Exercise goal —
Below is some data. Retype exactly the lines starting at the one with "positive clicks: (236, 64)" and ending at the one with "56L203 84L225 80L248".
*** Exercise input ***
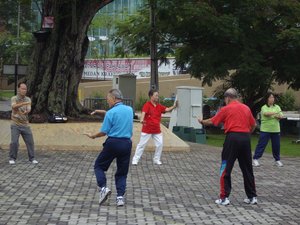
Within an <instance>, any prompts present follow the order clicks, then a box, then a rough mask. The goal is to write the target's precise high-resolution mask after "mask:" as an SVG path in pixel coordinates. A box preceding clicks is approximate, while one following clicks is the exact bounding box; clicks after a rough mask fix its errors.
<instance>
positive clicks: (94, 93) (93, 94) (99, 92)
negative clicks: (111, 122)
mask: <svg viewBox="0 0 300 225" xmlns="http://www.w3.org/2000/svg"><path fill="white" fill-rule="evenodd" d="M92 98H105V94H103V93H102V92H100V91H99V92H98V91H96V92H92Z"/></svg>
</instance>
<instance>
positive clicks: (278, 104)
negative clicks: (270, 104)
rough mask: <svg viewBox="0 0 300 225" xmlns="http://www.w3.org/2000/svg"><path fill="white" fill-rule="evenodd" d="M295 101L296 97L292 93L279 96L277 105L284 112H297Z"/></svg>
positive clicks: (290, 91)
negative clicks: (285, 111)
mask: <svg viewBox="0 0 300 225" xmlns="http://www.w3.org/2000/svg"><path fill="white" fill-rule="evenodd" d="M295 101H296V100H295V96H294V95H293V93H292V92H291V91H287V92H285V93H282V94H279V95H278V97H277V104H278V105H279V106H280V108H281V110H282V111H293V110H296V106H295Z"/></svg>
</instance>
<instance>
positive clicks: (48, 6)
mask: <svg viewBox="0 0 300 225" xmlns="http://www.w3.org/2000/svg"><path fill="white" fill-rule="evenodd" d="M112 1H113V0H44V1H43V7H42V16H43V17H44V16H53V17H54V28H53V29H48V30H45V29H44V30H43V31H41V32H38V33H36V36H37V37H38V39H37V42H36V43H35V46H34V49H33V55H32V57H31V58H32V61H31V63H30V69H29V76H28V78H27V84H28V89H29V95H30V96H31V97H32V102H33V105H32V111H33V114H45V113H63V114H65V115H68V116H74V117H77V116H79V115H80V114H81V113H83V112H85V110H84V108H83V107H82V105H81V104H80V103H79V100H78V86H79V82H80V79H81V76H82V72H83V67H84V58H85V55H86V52H87V48H88V44H89V40H88V37H87V31H88V27H89V25H90V23H91V21H92V19H93V17H94V15H95V14H96V12H97V11H98V10H99V9H100V8H102V7H103V6H105V5H106V4H109V3H110V2H112Z"/></svg>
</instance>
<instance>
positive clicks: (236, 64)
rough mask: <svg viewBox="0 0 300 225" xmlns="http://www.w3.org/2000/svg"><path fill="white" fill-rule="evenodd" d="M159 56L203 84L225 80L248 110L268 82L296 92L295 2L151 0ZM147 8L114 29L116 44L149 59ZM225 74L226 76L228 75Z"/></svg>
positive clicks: (299, 49) (264, 91) (274, 1)
mask: <svg viewBox="0 0 300 225" xmlns="http://www.w3.org/2000/svg"><path fill="white" fill-rule="evenodd" d="M156 15H157V17H156V19H157V20H156V21H157V27H156V29H157V31H158V49H159V50H158V51H159V54H158V56H159V57H164V56H165V55H166V53H168V54H172V53H174V55H175V57H176V64H177V66H179V67H181V68H186V69H187V70H188V71H189V72H190V73H191V74H192V76H194V77H196V78H199V79H201V80H202V81H203V84H208V85H211V84H212V82H213V81H215V80H217V79H225V80H226V82H225V83H224V86H223V88H227V87H229V86H230V87H235V88H237V89H238V90H239V92H240V94H241V96H242V97H243V100H244V102H245V103H246V104H247V105H249V106H250V107H251V108H252V110H253V111H256V109H257V108H258V107H259V105H260V104H261V102H260V101H261V98H262V96H264V95H265V94H266V92H267V91H268V90H269V89H270V87H271V85H272V84H273V82H274V81H277V82H279V83H280V84H281V83H287V84H288V85H290V87H292V88H294V89H299V88H300V63H299V62H298V61H299V58H300V29H299V24H300V2H299V1H294V0H285V1H277V0H264V1H261V0H238V1H231V0H222V1H210V0H203V1H198V0H188V1H186V0H157V10H156ZM149 26H150V25H149V5H146V7H145V8H144V9H142V10H141V11H140V12H139V13H138V14H137V15H133V16H132V17H130V18H129V19H128V20H127V21H125V22H124V23H122V24H119V25H118V26H117V37H116V41H117V42H119V43H126V49H127V50H128V49H129V50H130V51H133V52H135V53H137V54H148V55H149V37H150V33H151V29H150V27H149ZM229 71H231V76H230V74H229Z"/></svg>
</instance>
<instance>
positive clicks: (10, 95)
mask: <svg viewBox="0 0 300 225" xmlns="http://www.w3.org/2000/svg"><path fill="white" fill-rule="evenodd" d="M14 94H15V93H14V91H3V90H1V91H0V100H8V99H10V98H11V97H12V96H14Z"/></svg>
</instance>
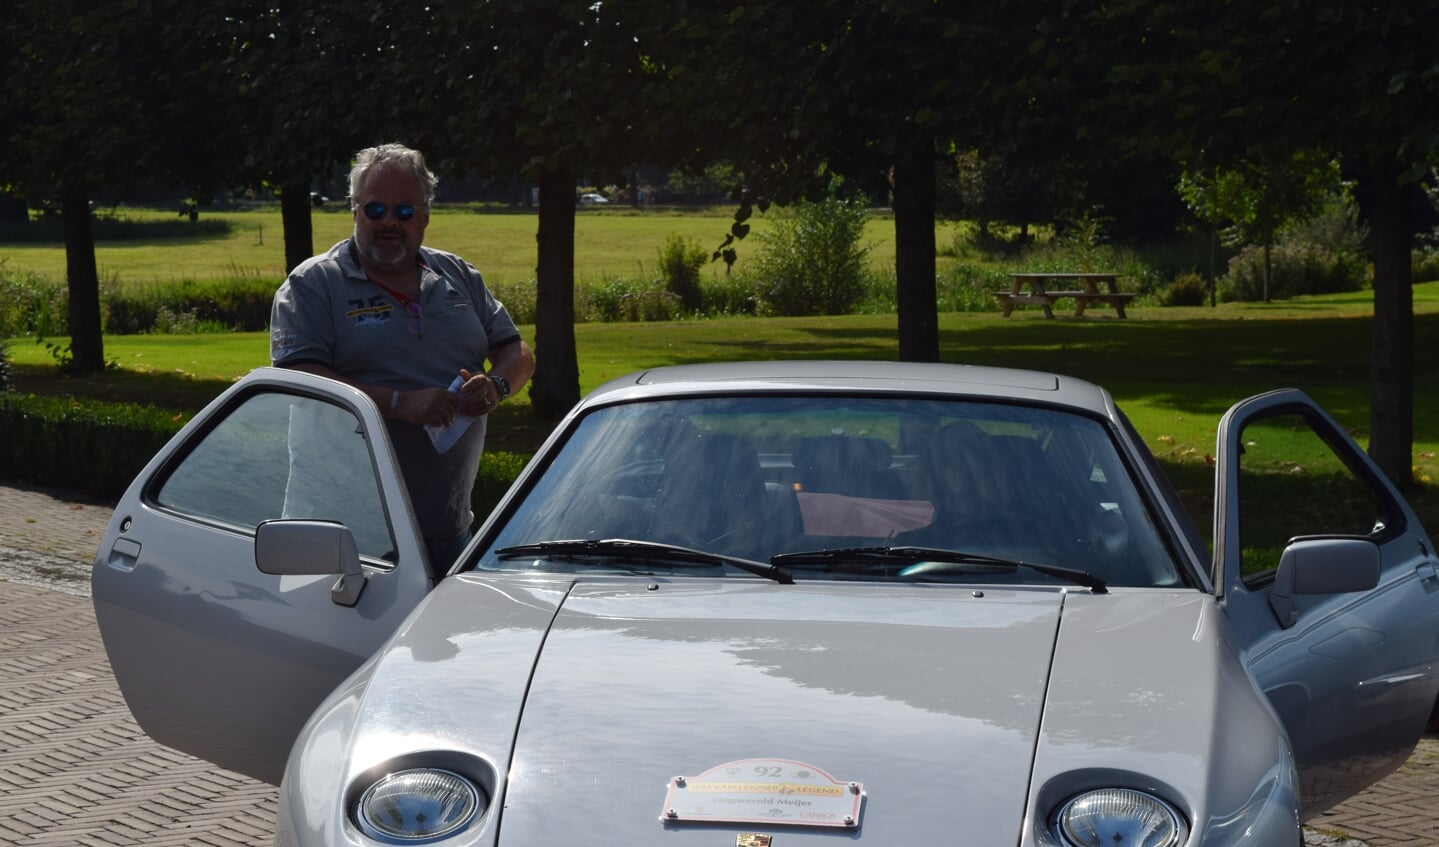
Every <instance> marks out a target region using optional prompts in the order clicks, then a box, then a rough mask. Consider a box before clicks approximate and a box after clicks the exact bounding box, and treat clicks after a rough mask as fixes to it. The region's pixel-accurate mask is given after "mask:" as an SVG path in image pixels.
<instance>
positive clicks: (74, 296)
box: [60, 184, 105, 374]
mask: <svg viewBox="0 0 1439 847" xmlns="http://www.w3.org/2000/svg"><path fill="white" fill-rule="evenodd" d="M60 216H62V217H63V219H65V275H66V278H68V280H69V282H68V286H69V295H71V370H72V371H73V372H76V374H95V372H99V371H102V370H105V341H104V338H102V336H101V322H99V272H98V270H96V267H95V230H94V229H92V227H91V213H89V191H86V190H85V186H73V184H72V186H65V188H63V190H62V196H60Z"/></svg>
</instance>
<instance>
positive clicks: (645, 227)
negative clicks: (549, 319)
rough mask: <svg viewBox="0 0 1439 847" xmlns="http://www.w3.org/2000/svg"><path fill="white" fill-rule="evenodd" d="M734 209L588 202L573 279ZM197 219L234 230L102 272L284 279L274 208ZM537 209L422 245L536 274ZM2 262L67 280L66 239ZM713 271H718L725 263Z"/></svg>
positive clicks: (346, 222)
mask: <svg viewBox="0 0 1439 847" xmlns="http://www.w3.org/2000/svg"><path fill="white" fill-rule="evenodd" d="M732 213H734V210H732V209H711V210H704V211H682V210H643V211H632V210H629V209H623V207H616V209H596V207H586V209H581V210H578V211H577V217H576V236H574V249H576V276H577V278H578V280H580V282H584V280H596V282H597V280H603V279H613V278H625V276H630V278H653V276H656V275H658V273H656V263H658V257H659V250H661V247H663V244H665V240H666V239H668V237H669V236H671V234H678V236H684V237H686V239H692V240H695V242H698V243H699V244H701V246H704V247H707V249H712V247H717V246H718V244H720V242H721V240H722V239H724V236H725V233H728V232H730V223H731V220H732V219H731V216H732ZM117 216H118V217H122V219H127V220H141V221H147V220H150V221H165V223H173V221H176V214H174V213H173V211H161V210H144V209H122V210H119V211H117ZM311 219H312V221H314V230H315V234H314V243H315V250H317V252H318V250H325V249H328V247H330V246H331V244H334V243H335V242H338V240H341V239H344V237H347V236H348V234H350V232H351V229H353V226H354V224H353V221H351V219H350V213H348V210H345V209H342V207H341V206H338V204H331V206H330V207H327V209H321V210H315V213H314V214H312V216H311ZM201 220H206V221H209V220H223V221H226V223H227V224H229V227H230V232H229V234H227V236H223V237H189V239H187V237H173V239H155V240H145V242H99V243H96V246H95V260H96V263H98V265H99V269H101V278H102V279H118V280H119V282H122V283H130V285H135V283H144V282H153V280H177V279H193V280H203V279H214V278H224V276H242V275H243V276H268V278H273V279H275V280H276V283H278V282H279V280H281V279H283V276H285V242H283V234H282V233H283V230H282V227H281V217H279V210H278V209H265V210H253V211H213V213H212V211H201ZM770 220H773V216H771V217H766V216H764V214H757V216H755V217H754V219H753V220H751V223H753V226H754V230H753V233H761V232H764V229H766V226H768V221H770ZM537 223H538V213H534V211H528V213H527V211H515V213H495V211H488V213H476V211H468V210H463V209H445V207H437V209H436V211H435V214H433V216H432V217H430V226H429V230H427V233H426V237H425V242H426V243H427V244H429V246H432V247H439V249H443V250H450V252H453V253H458V255H460V256H463V257H465V259H468V260H471V262H472V263H475V266H476V267H479V269H481V272H482V273H484V275H485V278H486V279H488V280H489V282H492V283H504V282H522V280H530V279H534V275H535V272H534V269H535V257H537V249H535V227H537ZM937 236H938V240H940V244H941V246H943V244H948V243H951V242H953V236H954V224H944V226H941V227H940V229H938V230H937ZM865 243H866V244H869V247H871V262H872V263H873V266H875V267H891V269H892V267H894V253H895V252H894V223H892V221H889V220H884V219H878V217H876V219H872V220H871V221H869V226H868V227H866V234H865ZM751 244H754V240H753V239H748V240H745V242H743V249H741V250H740V260H738V265H737V269H743V267H744V263H745V262H747V260H748V257H750V256H753V255H754V247H753V246H751ZM0 269H4V270H10V272H27V273H39V275H45V276H50V278H55V279H63V275H65V244H63V243H58V242H55V243H32V244H27V243H13V242H12V243H4V242H0ZM708 270H709V272H714V273H722V272H724V266H722V265H711V266H709V269H708Z"/></svg>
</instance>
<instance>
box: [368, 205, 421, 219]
mask: <svg viewBox="0 0 1439 847" xmlns="http://www.w3.org/2000/svg"><path fill="white" fill-rule="evenodd" d="M360 209H363V210H364V216H366V217H368V219H370V220H380V219H381V217H384V213H386V211H389V210H390V207H389V206H386V204H384V203H366V204H364V206H361V207H360ZM412 217H414V204H413V203H396V204H394V220H399V221H401V223H404V221H407V220H410V219H412Z"/></svg>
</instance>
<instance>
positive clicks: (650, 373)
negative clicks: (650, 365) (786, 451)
mask: <svg viewBox="0 0 1439 847" xmlns="http://www.w3.org/2000/svg"><path fill="white" fill-rule="evenodd" d="M794 391H803V393H820V394H827V393H833V394H845V393H855V391H861V393H876V394H896V393H898V394H905V393H912V394H924V395H931V397H932V395H950V397H974V398H989V400H1020V401H1029V403H1043V404H1046V406H1065V407H1072V408H1076V410H1082V411H1086V413H1089V414H1098V416H1102V417H1112V414H1114V403H1112V400H1111V398H1109V394H1108V393H1107V391H1104V390H1102V388H1099V387H1098V385H1094V384H1091V383H1085V381H1084V380H1075V378H1072V377H1062V375H1058V374H1046V372H1042V371H1026V370H1017V368H994V367H983V365H958V364H937V362H885V361H750V362H709V364H699V365H671V367H662V368H652V370H646V371H636V372H633V374H627V375H625V377H619V378H616V380H610V381H609V383H606V384H603V385H600V387H599V388H596V390H594V391H593V393H591V394H590V395H589V397H586V401H584V406H593V404H602V403H614V401H635V400H646V398H661V397H676V395H695V394H784V393H794Z"/></svg>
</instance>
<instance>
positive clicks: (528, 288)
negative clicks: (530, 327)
mask: <svg viewBox="0 0 1439 847" xmlns="http://www.w3.org/2000/svg"><path fill="white" fill-rule="evenodd" d="M485 286H486V288H489V293H492V295H495V299H496V301H499V302H501V303H504V305H505V311H507V312H509V318H511V319H512V321H514V322H515V324H534V322H535V296H537V286H535V280H532V279H527V280H524V282H499V283H491V282H485Z"/></svg>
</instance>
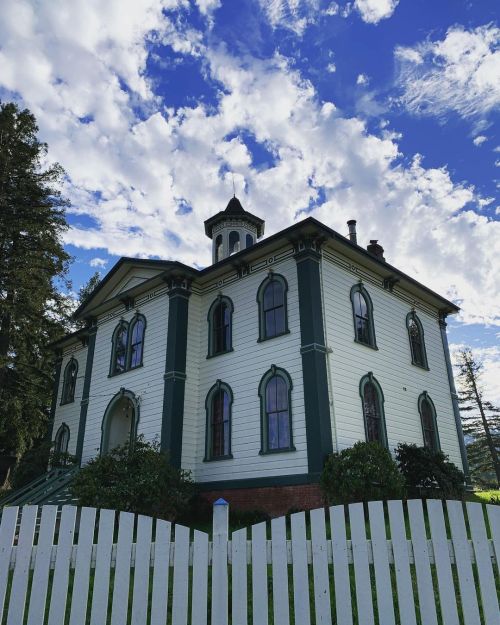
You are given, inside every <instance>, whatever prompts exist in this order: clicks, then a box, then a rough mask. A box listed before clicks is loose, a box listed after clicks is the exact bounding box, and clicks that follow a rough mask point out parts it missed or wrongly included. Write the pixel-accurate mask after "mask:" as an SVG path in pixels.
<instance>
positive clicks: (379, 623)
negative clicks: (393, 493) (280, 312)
*** End of Exercise input ***
Finished exercise —
positive clicks: (236, 64)
rough mask: <svg viewBox="0 0 300 225" xmlns="http://www.w3.org/2000/svg"><path fill="white" fill-rule="evenodd" d="M159 56L203 84L225 80L248 110L268 82L296 92L295 2L151 0ZM147 8L114 29L116 44L149 59ZM225 74L226 76L228 75Z"/></svg>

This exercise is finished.